* [Task instructions] In the records below, copy the line that contains "Class, indicate each instance of the boy's right" and each line after it, word for word, through the last.

* [Exercise input]

--------------------

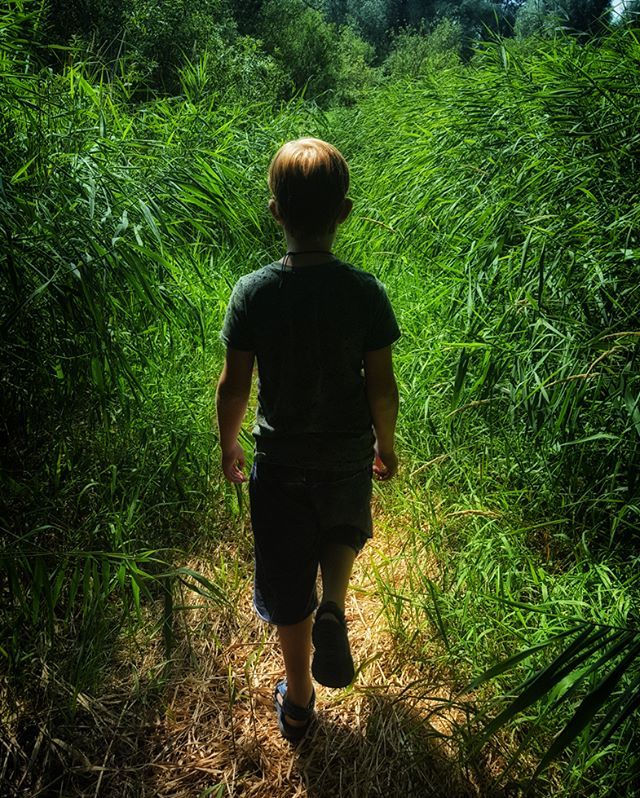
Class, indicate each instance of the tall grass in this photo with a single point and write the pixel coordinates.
(498, 202)
(501, 207)
(123, 228)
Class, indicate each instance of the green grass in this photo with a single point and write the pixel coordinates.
(498, 202)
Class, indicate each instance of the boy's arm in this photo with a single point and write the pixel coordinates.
(232, 397)
(382, 395)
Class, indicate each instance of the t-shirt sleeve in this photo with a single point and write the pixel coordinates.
(383, 328)
(236, 332)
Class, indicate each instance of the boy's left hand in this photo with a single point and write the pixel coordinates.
(233, 464)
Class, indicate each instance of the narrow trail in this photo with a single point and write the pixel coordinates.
(218, 734)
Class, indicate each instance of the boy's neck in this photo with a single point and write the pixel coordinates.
(308, 251)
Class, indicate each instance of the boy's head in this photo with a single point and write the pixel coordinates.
(309, 180)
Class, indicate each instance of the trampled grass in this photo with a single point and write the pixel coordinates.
(499, 204)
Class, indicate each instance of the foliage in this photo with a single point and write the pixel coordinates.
(503, 214)
(497, 200)
(417, 53)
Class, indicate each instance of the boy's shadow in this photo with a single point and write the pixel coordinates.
(395, 752)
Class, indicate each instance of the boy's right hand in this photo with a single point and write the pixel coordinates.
(385, 465)
(233, 464)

--------------------

* [Exercise response]
Class, indicate each instance of the boy's right hand in this photo with a single point and write the pixel coordinates.
(385, 465)
(233, 464)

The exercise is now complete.